1. An apparatus for encoding an input video signal, comprising:
a first encoder for encoding the video signal according to a first scheme and outputting a bitstream of a first layer; and
a second encoder for encoding the video signal according to a second scheme and outputting a bitstream of a second layer,
the first encoder including means for performing a prediction operation on an image block included in an arbitrary frame of the video signal to produce residual data of the image block, and selectively coding the residual data of the image block into difference data from residual data of a block, spatially corresponding to the image block, in a frame temporally coincident with the arbitrary frame and included in the bitstream of the second layer, based on a difference between coding information of the image block and coding information of the corresponding block.
2. The apparatus according to claim 1, wherein the coding information difference is an absolute difference between a motion vector of the image block and a motion vector obtained by scaling a motion vector of the corresponding block by a ratio of resolution of the first layer to resolution of the second layer.
3. The apparatus according to claim 2, wherein the means codes the residual data of the image block into the difference data from the residual data of the corresponding block if the absolute difference is less than or equal to one pixel.
####################
- To-do list
a – Translate this sentence from the video encoding claims into Spanish: "The apparatus according to claim 2, wherein the means codes the residual data of the image block into the difference data from the residual data of the corresponding block if the absolute difference is less than or equal to one pixel."
b – Write the next part of the video encoding claims, picking up after claim 3.

- Listed records
####################
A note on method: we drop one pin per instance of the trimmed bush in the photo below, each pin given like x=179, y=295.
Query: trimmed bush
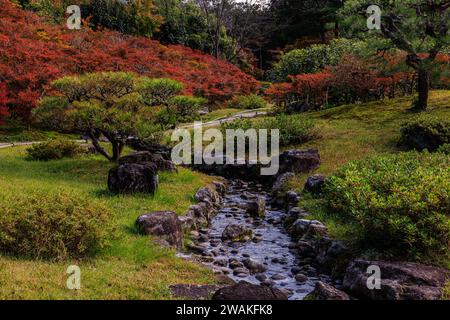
x=293, y=128
x=425, y=132
x=314, y=58
x=398, y=204
x=54, y=149
x=158, y=91
x=445, y=149
x=52, y=226
x=252, y=101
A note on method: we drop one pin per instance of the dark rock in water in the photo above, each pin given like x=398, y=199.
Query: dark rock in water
x=207, y=195
x=278, y=277
x=133, y=177
x=298, y=161
x=280, y=189
x=246, y=291
x=236, y=233
x=315, y=184
x=299, y=277
x=254, y=266
x=147, y=157
x=399, y=280
x=256, y=207
x=292, y=197
x=281, y=184
x=261, y=277
x=332, y=254
x=147, y=145
x=303, y=227
x=194, y=292
x=240, y=270
x=234, y=263
x=324, y=291
x=221, y=189
x=162, y=224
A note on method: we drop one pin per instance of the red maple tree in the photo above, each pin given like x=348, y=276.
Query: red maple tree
x=33, y=53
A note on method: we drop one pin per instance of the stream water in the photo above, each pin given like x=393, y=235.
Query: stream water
x=270, y=246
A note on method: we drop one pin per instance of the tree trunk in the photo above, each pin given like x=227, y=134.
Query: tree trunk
x=97, y=146
x=423, y=87
x=117, y=150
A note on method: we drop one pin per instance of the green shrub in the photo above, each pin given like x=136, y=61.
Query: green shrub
x=314, y=58
x=445, y=149
x=59, y=226
x=54, y=149
x=252, y=101
x=398, y=204
x=293, y=128
x=187, y=107
x=158, y=91
x=425, y=132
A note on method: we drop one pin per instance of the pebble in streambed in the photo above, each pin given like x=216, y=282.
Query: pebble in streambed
x=263, y=253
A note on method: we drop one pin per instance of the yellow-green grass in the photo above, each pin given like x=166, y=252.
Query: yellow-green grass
x=352, y=132
x=133, y=267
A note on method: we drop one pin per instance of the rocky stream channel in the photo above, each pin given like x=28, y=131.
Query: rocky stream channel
x=264, y=253
x=237, y=229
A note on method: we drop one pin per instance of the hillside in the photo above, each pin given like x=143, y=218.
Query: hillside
x=33, y=53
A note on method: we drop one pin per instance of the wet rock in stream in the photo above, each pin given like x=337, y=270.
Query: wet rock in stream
x=253, y=248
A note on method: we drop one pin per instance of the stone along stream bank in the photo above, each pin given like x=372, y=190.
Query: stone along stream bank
x=246, y=241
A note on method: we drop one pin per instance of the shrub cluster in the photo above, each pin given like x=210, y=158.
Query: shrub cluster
x=54, y=149
x=252, y=101
x=186, y=108
x=396, y=204
x=314, y=58
x=293, y=128
x=425, y=132
x=59, y=226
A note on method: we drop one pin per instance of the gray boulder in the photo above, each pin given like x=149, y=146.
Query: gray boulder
x=298, y=161
x=399, y=280
x=256, y=207
x=162, y=224
x=254, y=266
x=309, y=228
x=323, y=291
x=236, y=233
x=246, y=291
x=314, y=184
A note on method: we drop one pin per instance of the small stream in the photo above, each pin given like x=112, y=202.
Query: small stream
x=271, y=245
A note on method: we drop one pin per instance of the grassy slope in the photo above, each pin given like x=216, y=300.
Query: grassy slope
x=356, y=131
x=133, y=267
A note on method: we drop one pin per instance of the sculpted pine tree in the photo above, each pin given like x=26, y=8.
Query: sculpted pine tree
x=110, y=104
x=418, y=27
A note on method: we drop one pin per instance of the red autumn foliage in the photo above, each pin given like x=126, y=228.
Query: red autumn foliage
x=33, y=53
x=3, y=101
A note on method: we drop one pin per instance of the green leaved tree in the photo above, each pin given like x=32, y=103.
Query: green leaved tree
x=418, y=27
x=115, y=105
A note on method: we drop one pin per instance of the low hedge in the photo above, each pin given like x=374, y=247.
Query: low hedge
x=425, y=132
x=398, y=205
x=54, y=149
x=44, y=225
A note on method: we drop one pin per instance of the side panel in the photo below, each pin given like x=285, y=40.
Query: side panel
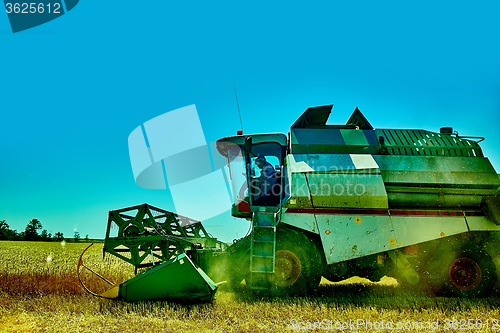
x=417, y=229
x=346, y=237
x=481, y=223
x=302, y=221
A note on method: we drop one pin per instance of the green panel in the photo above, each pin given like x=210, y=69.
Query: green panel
x=465, y=172
x=299, y=191
x=302, y=221
x=481, y=223
x=354, y=137
x=177, y=279
x=417, y=229
x=354, y=190
x=346, y=237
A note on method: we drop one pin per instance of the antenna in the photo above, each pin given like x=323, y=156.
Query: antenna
x=239, y=113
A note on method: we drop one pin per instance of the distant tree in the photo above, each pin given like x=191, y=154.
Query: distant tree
x=31, y=231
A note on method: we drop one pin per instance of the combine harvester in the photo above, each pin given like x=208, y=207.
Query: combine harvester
x=334, y=201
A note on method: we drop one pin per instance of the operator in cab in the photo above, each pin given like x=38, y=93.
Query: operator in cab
x=266, y=181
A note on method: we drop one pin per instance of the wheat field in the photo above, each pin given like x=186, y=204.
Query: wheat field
x=40, y=292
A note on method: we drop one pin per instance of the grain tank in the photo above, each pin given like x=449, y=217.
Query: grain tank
x=351, y=200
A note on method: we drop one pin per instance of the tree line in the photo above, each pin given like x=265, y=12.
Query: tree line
x=30, y=233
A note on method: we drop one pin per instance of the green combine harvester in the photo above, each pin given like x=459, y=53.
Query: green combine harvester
x=335, y=201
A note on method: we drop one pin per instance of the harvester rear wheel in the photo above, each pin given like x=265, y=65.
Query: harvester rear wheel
x=297, y=264
x=466, y=272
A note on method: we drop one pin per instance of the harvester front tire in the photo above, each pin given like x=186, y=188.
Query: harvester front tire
x=297, y=265
x=466, y=272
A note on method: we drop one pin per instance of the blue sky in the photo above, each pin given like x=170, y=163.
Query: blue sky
x=72, y=90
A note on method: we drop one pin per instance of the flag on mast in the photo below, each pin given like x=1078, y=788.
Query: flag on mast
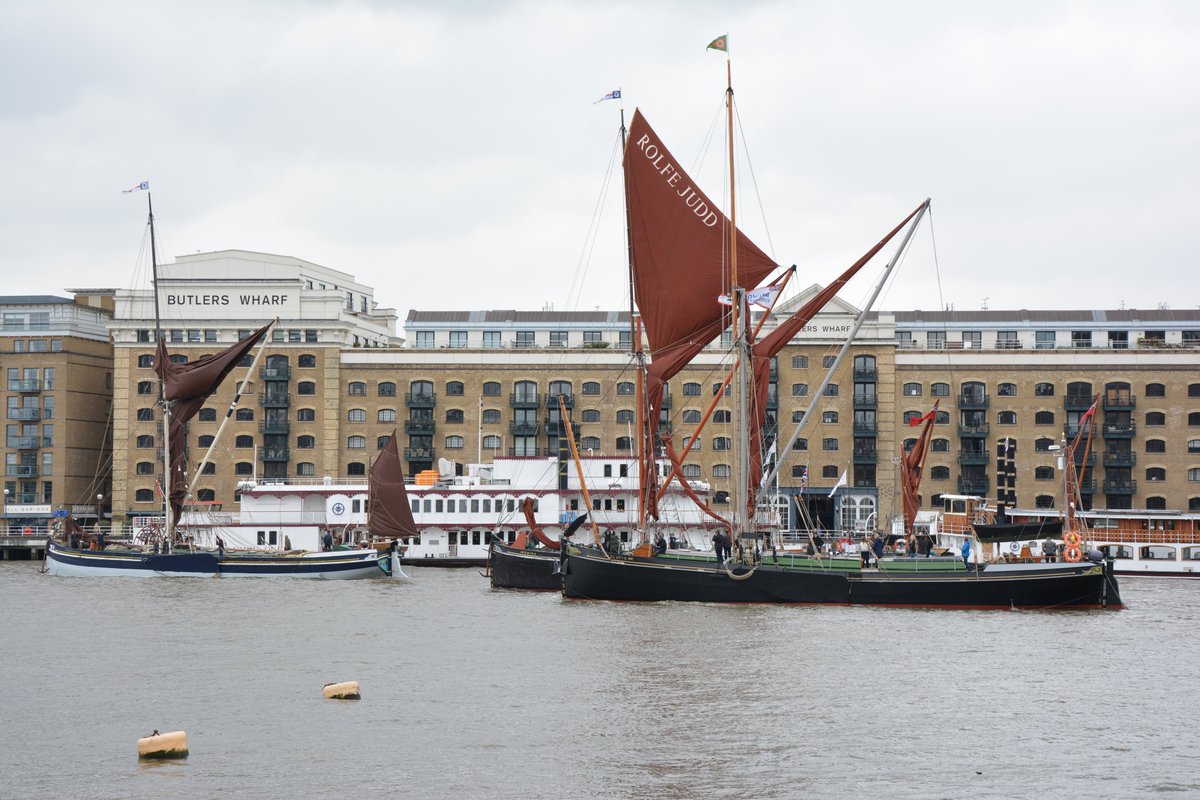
x=841, y=482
####################
- Responses by task
a – El aparato según la reivindicación 2, en el que el medio codifica los datos residuales del bloque de imagen en los datos de diferencia respecto de los datos residuales del bloque correspondiente si la diferencia absoluta es menor o igual a un píxel.

b –
4. The apparatus according to claim 1, wherein the coding information of a macroblock, which is divided into sub-blocks to be coded into residual data, is pattern information including bit information individually assigned to each of the sub-blocks, the bit information having a value determined according to whether or not a corresponding one of the sub-blocks includes data having a value other than 0.
5. The apparatus according to claim 4, wherein the means codes the residual data of the image block into the difference data from the residual data of the corresponding block if pattern information of the image block is identical to pattern information of the corresponding block.
6. The apparatus according to claim 1, wherein the means does not incorporate information, indicating whether or not the image block has been coded into the difference from the residual data of the corresponding block, into information of the coded image block.
7. A method for encoding an input video signal, comprising:
encoding the video signal according to a first scheme and outputting a bitstream of a first layer, and encoding the video signal according to a second scheme and outputting a bitstream of a second layer,
wherein encoding the video signal according to the first scheme includes a process for performing a prediction operation on an image block included in an arbitrary frame of the video signal to produce residual data of the image block, and selectively coding the residual data of the image block into difference data from residual data of a block, spatially corresponding to the image block, in a frame temporally coincident with the arbitrary frame and included in the bitstream of the second layer, based on a difference between coding information of the image block and coding information of the corresponding block.
8. The method according to claim 7, wherein the coding information difference is an absolute difference between a motion vector of the image block and a motion vector obtained by scaling a motion vector of the corresponding block by a ratio of resolution of the first layer to resolution of the second layer.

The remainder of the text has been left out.